(Records provided)

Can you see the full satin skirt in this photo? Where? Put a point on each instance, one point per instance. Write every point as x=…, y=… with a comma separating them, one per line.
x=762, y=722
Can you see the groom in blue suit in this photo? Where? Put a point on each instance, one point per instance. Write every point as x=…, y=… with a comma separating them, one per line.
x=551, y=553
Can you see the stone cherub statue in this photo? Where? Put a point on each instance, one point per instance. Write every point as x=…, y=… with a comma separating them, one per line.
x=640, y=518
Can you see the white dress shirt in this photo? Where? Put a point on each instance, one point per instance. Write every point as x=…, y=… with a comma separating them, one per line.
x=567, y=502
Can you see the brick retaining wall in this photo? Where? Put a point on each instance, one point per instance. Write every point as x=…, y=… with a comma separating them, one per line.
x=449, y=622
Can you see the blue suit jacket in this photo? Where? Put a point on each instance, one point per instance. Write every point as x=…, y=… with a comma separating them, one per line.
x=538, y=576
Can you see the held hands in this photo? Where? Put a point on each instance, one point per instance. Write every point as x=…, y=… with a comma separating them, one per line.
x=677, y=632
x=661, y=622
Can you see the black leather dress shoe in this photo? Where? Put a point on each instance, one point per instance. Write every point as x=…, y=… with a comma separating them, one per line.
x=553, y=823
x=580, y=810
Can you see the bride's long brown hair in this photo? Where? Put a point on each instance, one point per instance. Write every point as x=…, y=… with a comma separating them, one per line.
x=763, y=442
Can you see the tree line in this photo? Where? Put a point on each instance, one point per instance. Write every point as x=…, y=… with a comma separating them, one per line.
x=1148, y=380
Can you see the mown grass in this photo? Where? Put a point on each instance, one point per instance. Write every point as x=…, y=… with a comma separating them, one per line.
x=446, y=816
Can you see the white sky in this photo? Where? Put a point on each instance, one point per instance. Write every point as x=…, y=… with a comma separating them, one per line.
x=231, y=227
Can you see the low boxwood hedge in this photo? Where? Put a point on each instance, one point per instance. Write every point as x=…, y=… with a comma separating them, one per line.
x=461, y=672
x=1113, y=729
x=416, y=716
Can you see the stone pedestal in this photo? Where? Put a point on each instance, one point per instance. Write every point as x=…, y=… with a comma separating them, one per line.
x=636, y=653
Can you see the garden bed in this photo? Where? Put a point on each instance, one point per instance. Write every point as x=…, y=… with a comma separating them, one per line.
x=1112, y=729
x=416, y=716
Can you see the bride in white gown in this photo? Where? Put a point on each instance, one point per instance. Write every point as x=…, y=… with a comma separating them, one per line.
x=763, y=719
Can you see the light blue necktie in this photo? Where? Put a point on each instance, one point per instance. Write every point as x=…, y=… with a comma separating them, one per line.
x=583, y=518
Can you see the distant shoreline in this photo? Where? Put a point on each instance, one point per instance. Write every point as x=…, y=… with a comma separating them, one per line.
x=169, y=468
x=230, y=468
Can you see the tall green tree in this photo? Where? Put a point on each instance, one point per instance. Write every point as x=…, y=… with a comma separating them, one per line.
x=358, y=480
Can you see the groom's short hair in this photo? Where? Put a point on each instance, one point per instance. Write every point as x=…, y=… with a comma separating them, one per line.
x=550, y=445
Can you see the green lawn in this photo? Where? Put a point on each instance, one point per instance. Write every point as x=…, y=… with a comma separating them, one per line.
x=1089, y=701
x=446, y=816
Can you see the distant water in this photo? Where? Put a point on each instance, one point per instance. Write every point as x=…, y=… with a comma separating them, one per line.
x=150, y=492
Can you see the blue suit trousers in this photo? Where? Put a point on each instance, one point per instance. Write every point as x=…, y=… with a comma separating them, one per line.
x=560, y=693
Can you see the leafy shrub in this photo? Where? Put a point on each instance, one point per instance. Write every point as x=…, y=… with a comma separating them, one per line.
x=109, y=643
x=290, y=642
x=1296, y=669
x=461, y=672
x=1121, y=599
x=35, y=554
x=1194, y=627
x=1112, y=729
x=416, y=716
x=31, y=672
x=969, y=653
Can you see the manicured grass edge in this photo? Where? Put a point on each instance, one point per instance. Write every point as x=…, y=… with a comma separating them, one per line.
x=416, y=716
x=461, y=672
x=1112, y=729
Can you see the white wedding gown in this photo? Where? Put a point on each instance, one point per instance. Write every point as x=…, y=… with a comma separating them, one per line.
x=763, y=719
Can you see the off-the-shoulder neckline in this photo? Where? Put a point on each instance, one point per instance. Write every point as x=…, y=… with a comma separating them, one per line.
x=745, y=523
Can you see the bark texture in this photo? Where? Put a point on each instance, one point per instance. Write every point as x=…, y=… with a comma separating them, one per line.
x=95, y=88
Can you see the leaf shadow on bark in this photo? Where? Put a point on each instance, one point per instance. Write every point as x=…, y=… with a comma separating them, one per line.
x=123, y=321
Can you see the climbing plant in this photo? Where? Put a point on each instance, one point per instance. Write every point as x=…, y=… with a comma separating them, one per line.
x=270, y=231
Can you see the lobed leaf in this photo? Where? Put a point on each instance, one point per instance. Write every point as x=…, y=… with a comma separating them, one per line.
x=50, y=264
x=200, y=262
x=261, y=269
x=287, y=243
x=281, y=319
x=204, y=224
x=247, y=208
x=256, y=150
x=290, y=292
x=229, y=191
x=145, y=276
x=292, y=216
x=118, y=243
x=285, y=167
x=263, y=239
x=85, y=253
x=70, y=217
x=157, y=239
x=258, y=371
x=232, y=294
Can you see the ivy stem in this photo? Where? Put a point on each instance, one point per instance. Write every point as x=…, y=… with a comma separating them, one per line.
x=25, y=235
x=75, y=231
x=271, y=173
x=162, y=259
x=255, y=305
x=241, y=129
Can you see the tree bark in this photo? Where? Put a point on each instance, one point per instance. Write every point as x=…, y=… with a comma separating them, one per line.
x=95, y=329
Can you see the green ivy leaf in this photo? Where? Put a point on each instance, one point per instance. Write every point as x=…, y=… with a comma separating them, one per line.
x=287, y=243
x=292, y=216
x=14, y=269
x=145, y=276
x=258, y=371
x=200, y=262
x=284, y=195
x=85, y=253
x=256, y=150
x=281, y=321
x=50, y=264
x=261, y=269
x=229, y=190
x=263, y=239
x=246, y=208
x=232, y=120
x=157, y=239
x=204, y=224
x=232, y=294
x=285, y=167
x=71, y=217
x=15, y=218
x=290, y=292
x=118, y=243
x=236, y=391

(End Records provided)

> Assignment: Copy the data once more. Leave nothing out.

> Response:
Can you see the full satin skirt in this photo? Where? Put a point on each instance, one point per instance. Write every point as x=…, y=… with a comma separating them, one per line.
x=762, y=722
Can you see the groom in blue suit in this photo? Where? Put a point on each instance, one point per instance. Write every point as x=…, y=… with a comma separating them, one per line.
x=551, y=553
Can you see the stone cherub statue in this photo? Where? Put a point on each instance, one point per instance. Write every point as x=…, y=… with a comma separating them, one per line.
x=640, y=518
Can you see the white dress shirt in this photo? Where? Put a point on each instance, one point per instance. Write every point as x=…, y=… with a comma separating them, one per line.
x=567, y=502
Can you see the brick retaining wall in this photo? Where? Put a point on each instance, one point per instance. Write every point as x=…, y=… with a comma separating them, one per line.
x=449, y=622
Can you see the blue suit jacket in this photo? Where? Put a point on each instance, one point per instance. Write every point as x=…, y=… with a comma separating them, one per line.
x=538, y=576
Can you see the held hands in this photo? Where? Put a point on each instance, one point per instance. Write every point as x=…, y=… with a comma separating them, one per line.
x=677, y=632
x=661, y=622
Can you see the black leather dress shoe in this photo? Where? Put a point on each instance, one point per instance. Write every point as x=…, y=… with a comma separating them, one per line.
x=553, y=823
x=580, y=810
Can you see the bride's long brown hair in this photo? Where? Put a point on each instance, one point per instance. Write every point as x=…, y=… with a comma separating them, one per line.
x=763, y=442
Can you see the tree line in this photo? Where? Put a point on each instance, one point per instance. Write every point as x=…, y=… with a comma separating them, one per line.
x=1148, y=380
Can you see the mown grass in this photo? Where? Put a point on each instance, one point per instance. Write every point as x=…, y=… with a comma separating them, one per line.
x=446, y=816
Can you see the white sky in this photo? Where? Put a point on each instance, one point per instance. Write every point as x=…, y=… with a comma separating them, one per line.
x=231, y=227
Can you see the low boxwood hedge in this photo? Where? Put a point on each instance, one point per instance. Write every point as x=…, y=… with a comma separating them, one per line.
x=461, y=672
x=1113, y=729
x=416, y=716
Can you see the stone pedestal in this photo? Where? Put a point on each instance, one point per instance. Write every point as x=…, y=… with a comma separating them, one per line.
x=636, y=653
Can you see the garden bed in this photo? Where? Put a point on each instance, one point per instance. Write every point as x=…, y=… with a comma separating them, one per line.
x=1112, y=729
x=416, y=716
Can you see the bride in white gown in this photo? Where? Put a point on each instance, one point per instance. Write every point as x=…, y=… with a comma separating them, one per line.
x=763, y=719
Can you see the light blue necktie in this photo? Where? Put a point on each instance, one point per instance. Write every point as x=…, y=… with a comma separating them, one per line.
x=583, y=518
Can you see the distant shoreline in this photo? Where? Put a point on each instance, one point per instance. Write every point as x=…, y=… with a comma separating them, one per line.
x=169, y=468
x=230, y=468
Can you see the tall green tree in this photo? Where? Put a point on each instance, one point per instance. Write every point as x=…, y=… with a comma separating them, one per line.
x=358, y=480
Can you see the groom's short hair in this photo? Where? Put a point on each instance, one point per instance. Write every point as x=…, y=… with a comma separating them, one per line.
x=550, y=445
Can you see the green lawn in this photo? Where? Put a point on each instance, one point per instance. Write every point as x=…, y=… with a comma separating them, one per line.
x=1089, y=701
x=446, y=816
Can you see the distant water in this photo? Where? Put a point on each instance, one point per instance. Write every point as x=…, y=… with a comma separating them, one per line.
x=150, y=492
Can you see the blue suit trousers in this photo? Where? Put a point on each instance, one point per instance. Write every point as x=…, y=… with a comma separating them, one per line.
x=560, y=693
Can you see the leafy shrub in this photo? Where? Put a point on each instance, one point per instance. Write every point as x=…, y=… with a comma separating them, one per line.
x=109, y=643
x=290, y=642
x=1296, y=669
x=461, y=672
x=1121, y=599
x=35, y=554
x=1194, y=627
x=1112, y=729
x=416, y=716
x=31, y=672
x=969, y=653
Can you see the manicured grass edge in this photo? Where? Put a point on each instance, one point per instance. Write every point as x=…, y=… with a comma separating them, one per line.
x=416, y=716
x=461, y=672
x=1112, y=729
Can you see the white wedding gown in this photo? Where? Put a point on each instance, one point per instance. Write every point as x=…, y=… with a comma separating them, one per line.
x=763, y=719
Can you see the off-the-shoulder neckline in this photo? Where? Put a point on each instance, one point per instance. Write every point as x=…, y=… with a comma separating them, one per line.
x=745, y=523
Can you see the bark texture in this photo? Where? Put a point on each instance, one point per instance. Write every point as x=…, y=… with a comma separating them, one per line.
x=95, y=88
Can you see the leaf shadow on bark in this photo? Where? Put a point on each instance, one point per instance. Write every point as x=…, y=… with a comma separating them, one per line.
x=123, y=321
Can you see the climbing plant in this photo? Where? Put a point on each instance, one point per instance. Write every point as x=…, y=… with a comma separating them, one per line.
x=270, y=231
Can you see the lobed leaf in this photo? Where? Put a point on each instance, one point per instance. Write every point as x=…, y=… with a comma separating them, one per line.
x=50, y=264
x=200, y=262
x=261, y=269
x=287, y=243
x=281, y=319
x=204, y=224
x=247, y=208
x=256, y=150
x=290, y=292
x=229, y=191
x=145, y=276
x=292, y=216
x=118, y=243
x=285, y=167
x=263, y=239
x=85, y=253
x=70, y=217
x=157, y=239
x=258, y=371
x=232, y=294
Can you see the ivy stem in this photo? Where? Put a point on each instance, one point per instance. Write every point as x=…, y=… with a comma separating them, one per line.
x=25, y=235
x=75, y=231
x=271, y=173
x=162, y=259
x=255, y=305
x=241, y=129
Can you see the tree bark in this photo? Where? Put a point on each instance, one point per instance. Write every point as x=…, y=… with a comma separating them, one per line.
x=95, y=329
Can you see the green ivy leaf in this photo? Where? Put a point on each instance, one point per instance. Write every point as x=…, y=… with a comma separating them, one per line.
x=287, y=243
x=292, y=216
x=14, y=269
x=145, y=276
x=258, y=371
x=200, y=262
x=284, y=195
x=85, y=253
x=256, y=150
x=281, y=321
x=50, y=264
x=261, y=269
x=229, y=190
x=263, y=239
x=246, y=208
x=232, y=120
x=157, y=239
x=204, y=224
x=232, y=294
x=285, y=167
x=71, y=217
x=15, y=218
x=290, y=292
x=118, y=243
x=236, y=391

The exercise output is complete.